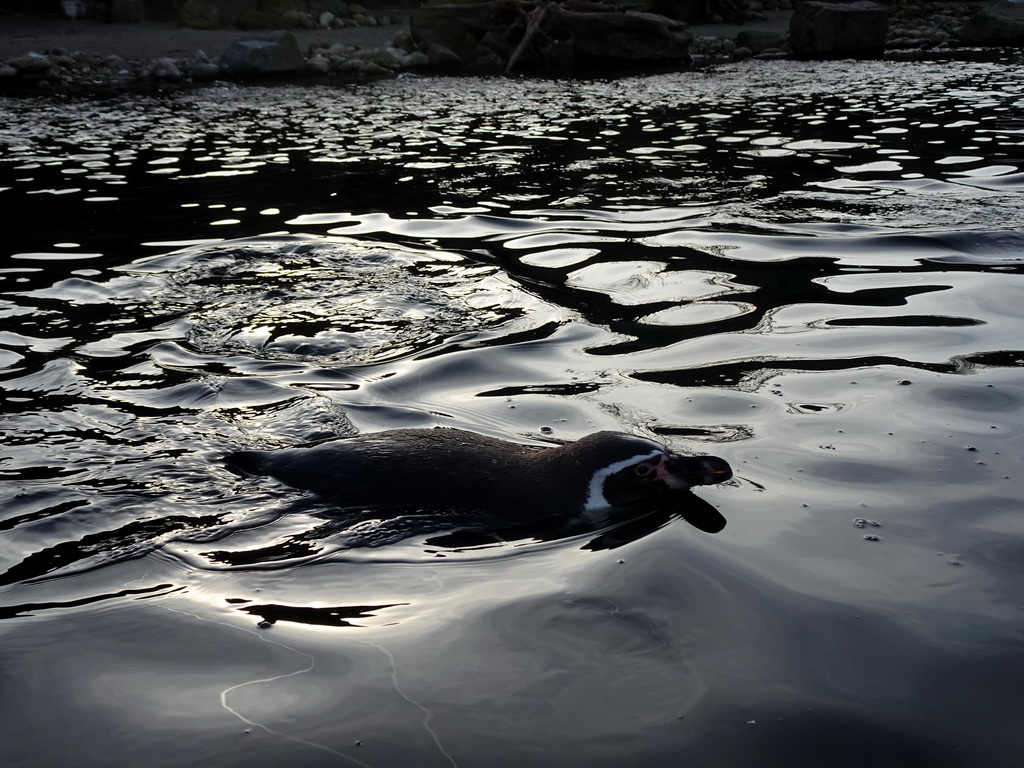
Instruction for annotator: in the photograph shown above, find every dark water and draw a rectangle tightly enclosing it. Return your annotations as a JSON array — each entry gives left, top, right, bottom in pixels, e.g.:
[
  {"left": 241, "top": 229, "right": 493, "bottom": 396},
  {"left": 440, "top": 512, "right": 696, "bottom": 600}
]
[{"left": 0, "top": 59, "right": 1024, "bottom": 768}]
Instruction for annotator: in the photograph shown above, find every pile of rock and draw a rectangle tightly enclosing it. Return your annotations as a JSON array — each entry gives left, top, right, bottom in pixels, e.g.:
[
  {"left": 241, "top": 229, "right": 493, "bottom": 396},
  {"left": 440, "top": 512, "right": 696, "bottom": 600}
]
[
  {"left": 0, "top": 48, "right": 220, "bottom": 89},
  {"left": 0, "top": 31, "right": 430, "bottom": 90},
  {"left": 177, "top": 0, "right": 398, "bottom": 30}
]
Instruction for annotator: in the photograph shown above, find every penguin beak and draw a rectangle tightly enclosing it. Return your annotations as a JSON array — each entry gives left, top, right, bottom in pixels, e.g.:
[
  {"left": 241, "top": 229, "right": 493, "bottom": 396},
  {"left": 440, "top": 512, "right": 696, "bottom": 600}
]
[{"left": 655, "top": 454, "right": 732, "bottom": 490}]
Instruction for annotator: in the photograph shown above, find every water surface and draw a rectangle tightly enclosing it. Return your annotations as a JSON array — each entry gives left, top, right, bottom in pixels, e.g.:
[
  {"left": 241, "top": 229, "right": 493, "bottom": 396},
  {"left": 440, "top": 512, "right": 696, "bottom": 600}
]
[{"left": 0, "top": 59, "right": 1024, "bottom": 768}]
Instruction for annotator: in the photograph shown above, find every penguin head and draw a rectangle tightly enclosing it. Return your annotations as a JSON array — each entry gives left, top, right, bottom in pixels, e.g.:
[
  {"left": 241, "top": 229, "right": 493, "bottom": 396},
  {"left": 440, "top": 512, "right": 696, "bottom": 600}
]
[{"left": 573, "top": 432, "right": 732, "bottom": 512}]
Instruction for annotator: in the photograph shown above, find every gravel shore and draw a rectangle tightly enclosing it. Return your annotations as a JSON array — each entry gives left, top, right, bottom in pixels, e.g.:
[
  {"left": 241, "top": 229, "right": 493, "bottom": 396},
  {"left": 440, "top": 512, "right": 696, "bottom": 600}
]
[{"left": 0, "top": 7, "right": 409, "bottom": 61}]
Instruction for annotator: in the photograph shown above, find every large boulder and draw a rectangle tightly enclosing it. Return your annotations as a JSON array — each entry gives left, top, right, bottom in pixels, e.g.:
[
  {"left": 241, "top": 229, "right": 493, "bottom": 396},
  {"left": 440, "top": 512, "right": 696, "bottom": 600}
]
[
  {"left": 956, "top": 0, "right": 1024, "bottom": 46},
  {"left": 790, "top": 0, "right": 889, "bottom": 58},
  {"left": 220, "top": 32, "right": 306, "bottom": 76}
]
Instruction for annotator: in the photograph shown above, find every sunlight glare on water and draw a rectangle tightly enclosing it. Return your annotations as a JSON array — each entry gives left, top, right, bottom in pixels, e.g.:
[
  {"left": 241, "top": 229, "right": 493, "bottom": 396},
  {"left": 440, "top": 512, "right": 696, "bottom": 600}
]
[{"left": 0, "top": 60, "right": 1024, "bottom": 768}]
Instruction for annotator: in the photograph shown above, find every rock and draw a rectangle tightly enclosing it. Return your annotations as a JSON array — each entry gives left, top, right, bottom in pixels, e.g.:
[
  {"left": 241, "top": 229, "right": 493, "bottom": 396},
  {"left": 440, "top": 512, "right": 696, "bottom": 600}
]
[
  {"left": 188, "top": 61, "right": 220, "bottom": 81},
  {"left": 220, "top": 32, "right": 306, "bottom": 75},
  {"left": 178, "top": 0, "right": 220, "bottom": 30},
  {"left": 47, "top": 51, "right": 81, "bottom": 70},
  {"left": 790, "top": 0, "right": 889, "bottom": 58},
  {"left": 427, "top": 43, "right": 463, "bottom": 71},
  {"left": 306, "top": 56, "right": 331, "bottom": 75},
  {"left": 956, "top": 0, "right": 1024, "bottom": 46},
  {"left": 5, "top": 55, "right": 53, "bottom": 77},
  {"left": 406, "top": 50, "right": 430, "bottom": 70},
  {"left": 410, "top": 0, "right": 693, "bottom": 70},
  {"left": 736, "top": 30, "right": 786, "bottom": 53},
  {"left": 150, "top": 56, "right": 181, "bottom": 80},
  {"left": 391, "top": 30, "right": 416, "bottom": 51},
  {"left": 282, "top": 10, "right": 316, "bottom": 30}
]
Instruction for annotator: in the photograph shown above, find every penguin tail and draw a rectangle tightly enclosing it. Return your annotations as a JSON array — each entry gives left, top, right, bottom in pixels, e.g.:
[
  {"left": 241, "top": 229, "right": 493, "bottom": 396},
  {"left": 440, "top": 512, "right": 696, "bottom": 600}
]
[{"left": 221, "top": 451, "right": 267, "bottom": 476}]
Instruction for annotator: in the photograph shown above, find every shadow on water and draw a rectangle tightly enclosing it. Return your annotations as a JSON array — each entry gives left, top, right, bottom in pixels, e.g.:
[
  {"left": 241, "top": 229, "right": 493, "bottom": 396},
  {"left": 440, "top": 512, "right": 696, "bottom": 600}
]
[{"left": 0, "top": 58, "right": 1024, "bottom": 768}]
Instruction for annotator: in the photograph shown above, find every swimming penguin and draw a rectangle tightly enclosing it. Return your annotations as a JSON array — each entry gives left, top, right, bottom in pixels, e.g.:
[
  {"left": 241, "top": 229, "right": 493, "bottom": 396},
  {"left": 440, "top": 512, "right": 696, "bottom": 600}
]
[{"left": 224, "top": 429, "right": 732, "bottom": 521}]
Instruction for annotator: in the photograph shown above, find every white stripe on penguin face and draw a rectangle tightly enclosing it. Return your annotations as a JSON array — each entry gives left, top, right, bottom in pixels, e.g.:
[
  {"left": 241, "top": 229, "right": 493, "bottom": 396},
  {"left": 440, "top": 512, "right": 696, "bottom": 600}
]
[{"left": 583, "top": 450, "right": 665, "bottom": 512}]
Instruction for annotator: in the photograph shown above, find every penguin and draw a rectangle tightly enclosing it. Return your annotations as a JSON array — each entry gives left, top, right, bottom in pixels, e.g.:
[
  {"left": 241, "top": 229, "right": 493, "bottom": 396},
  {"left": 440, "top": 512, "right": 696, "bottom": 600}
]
[{"left": 224, "top": 428, "right": 732, "bottom": 522}]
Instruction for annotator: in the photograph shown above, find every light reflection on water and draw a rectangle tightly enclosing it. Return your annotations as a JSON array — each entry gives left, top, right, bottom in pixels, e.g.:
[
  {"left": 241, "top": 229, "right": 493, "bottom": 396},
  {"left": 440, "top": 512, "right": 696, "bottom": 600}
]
[{"left": 0, "top": 61, "right": 1024, "bottom": 768}]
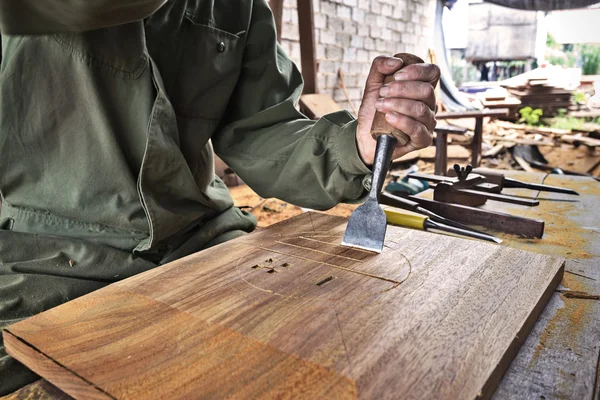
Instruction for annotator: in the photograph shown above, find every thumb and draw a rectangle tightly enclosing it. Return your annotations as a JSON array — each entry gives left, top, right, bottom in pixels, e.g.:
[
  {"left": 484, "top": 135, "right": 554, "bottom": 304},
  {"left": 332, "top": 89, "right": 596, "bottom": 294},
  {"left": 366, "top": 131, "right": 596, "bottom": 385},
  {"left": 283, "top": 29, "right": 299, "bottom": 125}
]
[{"left": 358, "top": 56, "right": 403, "bottom": 122}]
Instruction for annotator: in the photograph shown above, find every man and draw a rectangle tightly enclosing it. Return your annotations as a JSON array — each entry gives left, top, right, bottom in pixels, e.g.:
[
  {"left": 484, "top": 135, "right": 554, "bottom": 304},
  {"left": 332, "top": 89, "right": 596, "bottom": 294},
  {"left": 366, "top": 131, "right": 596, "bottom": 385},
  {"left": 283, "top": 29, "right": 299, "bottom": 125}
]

Aim: Starting with the line that contains "find every light" and going on through the end of the records, write every line out again, requests included, leaving out the pictures. Shift each pixel coordinate in the answers up by 20, and keep the numbers in the requests and their sample arrays as they are.

Task output:
Instruction for annotator: in the photograph shown above, find every light reflection on water and draw a rectangle tightly enclosing it. Return your annotations as a JSON array — each entry gives left, top, right, bottom in pixels, e.g.:
[
  {"left": 241, "top": 229, "right": 493, "bottom": 396},
  {"left": 440, "top": 512, "right": 696, "bottom": 600}
]
[{"left": 20, "top": 81, "right": 1044, "bottom": 788}]
Instruction for annotator: in the photograph shown above, find every thumb and draw a rectangle tightly enclosing it. Return your annotations as a JSON array — each entry gives left, top, right, bottom in pixels, e.g.:
[
  {"left": 484, "top": 135, "right": 554, "bottom": 304},
  {"left": 332, "top": 89, "right": 596, "bottom": 294},
  {"left": 366, "top": 131, "right": 596, "bottom": 385},
  {"left": 283, "top": 29, "right": 299, "bottom": 125}
]
[{"left": 378, "top": 76, "right": 423, "bottom": 142}]
Instruction for annotator: in the photograph shown above, find every man and draw a rectangle tightly enclosing it. Return your annotations as a JSON array — each entry gives left, top, right, bottom in pixels, e.g.:
[
  {"left": 484, "top": 135, "right": 554, "bottom": 304},
  {"left": 332, "top": 89, "right": 596, "bottom": 294},
  {"left": 366, "top": 131, "right": 596, "bottom": 385},
  {"left": 283, "top": 29, "right": 299, "bottom": 125}
]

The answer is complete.